▶ _Written task_:
Transcribe the material below exactly as it appears.

(Named object pointing entries)

────────────────────

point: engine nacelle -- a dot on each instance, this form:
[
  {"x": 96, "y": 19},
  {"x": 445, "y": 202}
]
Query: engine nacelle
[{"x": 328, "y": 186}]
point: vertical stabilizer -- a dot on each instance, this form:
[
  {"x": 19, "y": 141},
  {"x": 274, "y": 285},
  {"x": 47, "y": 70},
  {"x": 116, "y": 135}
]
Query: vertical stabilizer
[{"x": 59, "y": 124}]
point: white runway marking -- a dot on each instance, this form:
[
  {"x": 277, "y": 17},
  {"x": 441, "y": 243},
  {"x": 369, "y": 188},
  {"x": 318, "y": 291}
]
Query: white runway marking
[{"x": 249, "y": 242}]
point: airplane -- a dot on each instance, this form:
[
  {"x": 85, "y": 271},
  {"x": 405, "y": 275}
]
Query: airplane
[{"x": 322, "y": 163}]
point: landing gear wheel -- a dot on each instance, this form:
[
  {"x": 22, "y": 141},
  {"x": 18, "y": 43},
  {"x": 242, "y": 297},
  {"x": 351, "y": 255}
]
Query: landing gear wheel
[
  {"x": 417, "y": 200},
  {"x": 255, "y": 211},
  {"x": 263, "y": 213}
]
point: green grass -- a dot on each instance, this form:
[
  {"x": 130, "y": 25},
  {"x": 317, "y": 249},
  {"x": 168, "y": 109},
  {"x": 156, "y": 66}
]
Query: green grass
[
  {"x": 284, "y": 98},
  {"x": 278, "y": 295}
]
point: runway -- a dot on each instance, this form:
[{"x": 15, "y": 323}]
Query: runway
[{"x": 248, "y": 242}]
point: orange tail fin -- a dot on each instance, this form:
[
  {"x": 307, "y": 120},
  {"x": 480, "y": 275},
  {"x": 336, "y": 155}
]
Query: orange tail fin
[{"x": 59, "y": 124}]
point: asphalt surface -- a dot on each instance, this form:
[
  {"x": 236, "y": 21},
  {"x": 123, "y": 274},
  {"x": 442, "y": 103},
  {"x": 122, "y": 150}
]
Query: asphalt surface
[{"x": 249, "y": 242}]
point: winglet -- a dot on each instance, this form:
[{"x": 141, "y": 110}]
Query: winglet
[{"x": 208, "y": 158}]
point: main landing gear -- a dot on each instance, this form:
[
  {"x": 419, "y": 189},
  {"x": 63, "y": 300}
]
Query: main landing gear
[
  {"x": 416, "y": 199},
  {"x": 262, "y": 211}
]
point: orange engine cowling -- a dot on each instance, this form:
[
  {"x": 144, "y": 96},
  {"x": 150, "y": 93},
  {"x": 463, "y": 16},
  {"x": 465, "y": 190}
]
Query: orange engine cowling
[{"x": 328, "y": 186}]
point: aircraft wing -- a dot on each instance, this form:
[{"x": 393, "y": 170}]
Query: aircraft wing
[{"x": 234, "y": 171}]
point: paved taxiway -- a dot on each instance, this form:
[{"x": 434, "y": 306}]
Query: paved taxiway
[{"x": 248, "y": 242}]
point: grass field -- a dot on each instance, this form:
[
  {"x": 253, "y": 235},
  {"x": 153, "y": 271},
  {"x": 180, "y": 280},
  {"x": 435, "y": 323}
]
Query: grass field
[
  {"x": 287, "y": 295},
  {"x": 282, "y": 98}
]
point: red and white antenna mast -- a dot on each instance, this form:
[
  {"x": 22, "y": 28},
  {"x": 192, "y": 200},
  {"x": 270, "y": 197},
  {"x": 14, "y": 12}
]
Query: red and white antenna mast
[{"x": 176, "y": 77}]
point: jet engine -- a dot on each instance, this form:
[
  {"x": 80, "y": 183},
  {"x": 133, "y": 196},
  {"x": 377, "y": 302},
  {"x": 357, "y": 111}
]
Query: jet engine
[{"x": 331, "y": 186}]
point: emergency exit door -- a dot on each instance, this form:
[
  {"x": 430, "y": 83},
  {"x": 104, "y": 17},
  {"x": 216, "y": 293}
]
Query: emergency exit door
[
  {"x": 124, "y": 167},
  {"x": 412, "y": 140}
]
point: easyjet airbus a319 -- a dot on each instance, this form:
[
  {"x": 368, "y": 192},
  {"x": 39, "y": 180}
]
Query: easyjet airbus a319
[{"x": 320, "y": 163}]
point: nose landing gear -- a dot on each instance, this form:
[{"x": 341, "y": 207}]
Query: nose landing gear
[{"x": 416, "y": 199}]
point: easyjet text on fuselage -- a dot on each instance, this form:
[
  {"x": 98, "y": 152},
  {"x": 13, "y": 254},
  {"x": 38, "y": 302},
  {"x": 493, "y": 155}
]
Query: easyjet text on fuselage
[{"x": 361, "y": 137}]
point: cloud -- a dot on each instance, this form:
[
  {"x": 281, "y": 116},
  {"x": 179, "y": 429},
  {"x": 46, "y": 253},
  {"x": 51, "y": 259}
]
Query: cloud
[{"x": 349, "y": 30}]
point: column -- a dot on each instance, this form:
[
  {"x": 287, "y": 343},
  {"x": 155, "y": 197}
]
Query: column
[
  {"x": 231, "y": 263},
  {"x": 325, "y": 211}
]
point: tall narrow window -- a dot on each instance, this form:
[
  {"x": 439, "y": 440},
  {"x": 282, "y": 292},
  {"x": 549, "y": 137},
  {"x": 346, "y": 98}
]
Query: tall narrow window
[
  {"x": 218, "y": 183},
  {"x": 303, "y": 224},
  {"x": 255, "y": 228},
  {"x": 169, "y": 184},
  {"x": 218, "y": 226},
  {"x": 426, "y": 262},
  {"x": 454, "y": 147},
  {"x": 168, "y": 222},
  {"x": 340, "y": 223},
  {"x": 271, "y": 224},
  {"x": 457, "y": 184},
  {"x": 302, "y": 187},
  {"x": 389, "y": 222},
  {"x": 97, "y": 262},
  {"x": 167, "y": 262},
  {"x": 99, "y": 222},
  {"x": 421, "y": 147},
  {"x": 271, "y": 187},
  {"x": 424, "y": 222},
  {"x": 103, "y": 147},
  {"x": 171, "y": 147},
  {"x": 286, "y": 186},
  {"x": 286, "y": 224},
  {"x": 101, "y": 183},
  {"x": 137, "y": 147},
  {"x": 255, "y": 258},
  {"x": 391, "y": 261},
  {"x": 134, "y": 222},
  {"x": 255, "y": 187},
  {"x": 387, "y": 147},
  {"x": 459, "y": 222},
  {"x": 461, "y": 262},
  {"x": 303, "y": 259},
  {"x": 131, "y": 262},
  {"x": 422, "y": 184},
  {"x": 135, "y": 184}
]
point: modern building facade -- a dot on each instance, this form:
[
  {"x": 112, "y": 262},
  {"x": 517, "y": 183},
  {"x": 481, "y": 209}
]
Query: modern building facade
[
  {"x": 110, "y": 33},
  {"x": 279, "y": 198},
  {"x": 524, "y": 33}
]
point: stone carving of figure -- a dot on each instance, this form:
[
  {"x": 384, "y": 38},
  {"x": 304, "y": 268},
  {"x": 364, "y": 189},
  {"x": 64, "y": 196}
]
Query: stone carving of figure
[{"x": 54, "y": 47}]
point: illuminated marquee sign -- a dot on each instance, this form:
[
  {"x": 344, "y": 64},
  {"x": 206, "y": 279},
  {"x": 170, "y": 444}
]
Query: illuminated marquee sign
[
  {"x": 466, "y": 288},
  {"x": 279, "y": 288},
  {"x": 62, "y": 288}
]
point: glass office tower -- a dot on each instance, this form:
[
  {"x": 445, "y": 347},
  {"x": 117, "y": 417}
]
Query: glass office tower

────────────────────

▶ _Task result_:
point: engine nacelle -- a dot on each instance, this form:
[
  {"x": 96, "y": 19},
  {"x": 445, "y": 202}
]
Query: engine nacelle
[{"x": 328, "y": 186}]
point: vertical stabilizer -- a dot on each instance, this form:
[
  {"x": 19, "y": 141},
  {"x": 274, "y": 285},
  {"x": 47, "y": 70},
  {"x": 116, "y": 135}
]
Query: vertical stabilizer
[{"x": 59, "y": 124}]
point: white runway marking -- a dot on each instance, this form:
[
  {"x": 277, "y": 17},
  {"x": 441, "y": 243},
  {"x": 369, "y": 188},
  {"x": 318, "y": 291}
]
Query: white runway marking
[{"x": 249, "y": 242}]
point: airplane -- a dot on each instance, this form:
[
  {"x": 85, "y": 271},
  {"x": 405, "y": 275}
]
Query: airplane
[{"x": 322, "y": 163}]
point: landing gear wheel -- a dot on each instance, this form:
[
  {"x": 22, "y": 141},
  {"x": 18, "y": 43},
  {"x": 242, "y": 297},
  {"x": 351, "y": 255}
]
Query: landing gear wheel
[
  {"x": 417, "y": 200},
  {"x": 255, "y": 211},
  {"x": 263, "y": 213}
]
point: green grass -- a dot on each instance, this form:
[
  {"x": 130, "y": 25},
  {"x": 317, "y": 249},
  {"x": 168, "y": 109},
  {"x": 156, "y": 66}
]
Query: green grass
[
  {"x": 284, "y": 98},
  {"x": 278, "y": 295}
]
point: runway -- a dot on each instance, this form:
[{"x": 15, "y": 323}]
Query: runway
[{"x": 248, "y": 242}]
point: orange tail fin -- a dot on each instance, this form:
[
  {"x": 307, "y": 120},
  {"x": 480, "y": 275},
  {"x": 336, "y": 155}
]
Query: orange tail fin
[{"x": 59, "y": 124}]
point: asphalt surface -- a dot on each instance, this form:
[
  {"x": 236, "y": 21},
  {"x": 123, "y": 274},
  {"x": 442, "y": 103},
  {"x": 122, "y": 150}
]
Query: asphalt surface
[{"x": 249, "y": 242}]
point: winglet -- a dot on each instance, this form:
[{"x": 141, "y": 110}]
Query: winglet
[{"x": 208, "y": 158}]
point: main landing gear -- a dot on each instance, this form:
[
  {"x": 419, "y": 189},
  {"x": 63, "y": 300}
]
Query: main landing gear
[
  {"x": 416, "y": 199},
  {"x": 262, "y": 211}
]
point: orange engine cowling -- a dot on each instance, this form:
[
  {"x": 144, "y": 96},
  {"x": 150, "y": 93},
  {"x": 463, "y": 16},
  {"x": 465, "y": 190}
]
Query: orange engine cowling
[{"x": 328, "y": 186}]
point: aircraft wing -- a dot on each instance, this form:
[{"x": 393, "y": 170}]
Query: aircraft wing
[{"x": 234, "y": 171}]
point: paved taxiway -- a dot on each instance, this form:
[{"x": 434, "y": 306}]
Query: paved taxiway
[{"x": 248, "y": 242}]
point: grass field -- a dot on each instance, this form:
[
  {"x": 253, "y": 235},
  {"x": 153, "y": 271},
  {"x": 180, "y": 280},
  {"x": 435, "y": 323}
]
Query: grass field
[
  {"x": 287, "y": 295},
  {"x": 282, "y": 98}
]
point: red and white antenna mast -- a dot on each instance, this form:
[
  {"x": 22, "y": 28},
  {"x": 192, "y": 200},
  {"x": 270, "y": 197},
  {"x": 14, "y": 12}
]
Query: red and white antenna mast
[{"x": 176, "y": 77}]
point: jet engine -- a dot on each instance, this form:
[
  {"x": 80, "y": 183},
  {"x": 133, "y": 196},
  {"x": 377, "y": 302},
  {"x": 357, "y": 111}
]
Query: jet engine
[{"x": 331, "y": 186}]
point: emergency exit door -- a dot on each instance, this form:
[
  {"x": 430, "y": 83},
  {"x": 104, "y": 17},
  {"x": 216, "y": 293}
]
Query: emergency exit door
[
  {"x": 124, "y": 167},
  {"x": 412, "y": 140}
]
point: easyjet airbus a319 -- a dot on each instance, this form:
[
  {"x": 368, "y": 192},
  {"x": 39, "y": 180}
]
Query: easyjet airbus a319
[{"x": 320, "y": 163}]
point: nose landing gear -- a dot on each instance, this form:
[{"x": 341, "y": 207}]
Query: nose landing gear
[{"x": 416, "y": 199}]
point: easyjet text on fuselage -- a dot on each instance, this form:
[
  {"x": 98, "y": 152},
  {"x": 13, "y": 254},
  {"x": 38, "y": 302},
  {"x": 493, "y": 155}
]
Query: easyjet text on fuselage
[{"x": 361, "y": 137}]
point: cloud -- a dot on each instance, this form:
[
  {"x": 281, "y": 116},
  {"x": 179, "y": 429},
  {"x": 46, "y": 253},
  {"x": 51, "y": 259}
]
Query: cloud
[{"x": 349, "y": 30}]
point: column -- a dot on each instance, this form:
[
  {"x": 287, "y": 343},
  {"x": 155, "y": 197}
]
Query: column
[
  {"x": 231, "y": 263},
  {"x": 325, "y": 211}
]
point: tall narrow window -- a dot on each instance, this form:
[
  {"x": 439, "y": 440},
  {"x": 282, "y": 292},
  {"x": 549, "y": 137},
  {"x": 346, "y": 98}
]
Query: tall narrow window
[
  {"x": 218, "y": 183},
  {"x": 303, "y": 224},
  {"x": 255, "y": 228},
  {"x": 169, "y": 184},
  {"x": 218, "y": 226},
  {"x": 426, "y": 262},
  {"x": 454, "y": 147},
  {"x": 168, "y": 222},
  {"x": 340, "y": 223},
  {"x": 271, "y": 224},
  {"x": 457, "y": 184},
  {"x": 302, "y": 187},
  {"x": 389, "y": 222},
  {"x": 97, "y": 262},
  {"x": 167, "y": 262},
  {"x": 99, "y": 222},
  {"x": 421, "y": 147},
  {"x": 271, "y": 187},
  {"x": 424, "y": 222},
  {"x": 103, "y": 147},
  {"x": 171, "y": 147},
  {"x": 286, "y": 186},
  {"x": 286, "y": 224},
  {"x": 101, "y": 183},
  {"x": 137, "y": 147},
  {"x": 255, "y": 258},
  {"x": 391, "y": 261},
  {"x": 134, "y": 222},
  {"x": 255, "y": 187},
  {"x": 387, "y": 147},
  {"x": 459, "y": 222},
  {"x": 461, "y": 262},
  {"x": 303, "y": 259},
  {"x": 131, "y": 262},
  {"x": 422, "y": 184},
  {"x": 135, "y": 184}
]
point: modern building facade -- a dot on each instance, this form:
[
  {"x": 112, "y": 262},
  {"x": 517, "y": 183},
  {"x": 481, "y": 209}
]
Query: modern building facade
[
  {"x": 110, "y": 33},
  {"x": 279, "y": 198},
  {"x": 524, "y": 33}
]
point: stone carving of figure -- a dot on each instance, this form:
[
  {"x": 384, "y": 38},
  {"x": 304, "y": 268},
  {"x": 364, "y": 189},
  {"x": 64, "y": 196}
]
Query: stone carving of figure
[{"x": 54, "y": 47}]
point: illuminated marquee sign -- a dot on each instance, this form:
[
  {"x": 344, "y": 64},
  {"x": 206, "y": 279},
  {"x": 170, "y": 444}
]
Query: illuminated marquee sign
[
  {"x": 466, "y": 288},
  {"x": 279, "y": 288},
  {"x": 62, "y": 288}
]
point: glass office tower -- a dot on each instance, this form:
[
  {"x": 445, "y": 347},
  {"x": 117, "y": 417}
]
Query: glass office tower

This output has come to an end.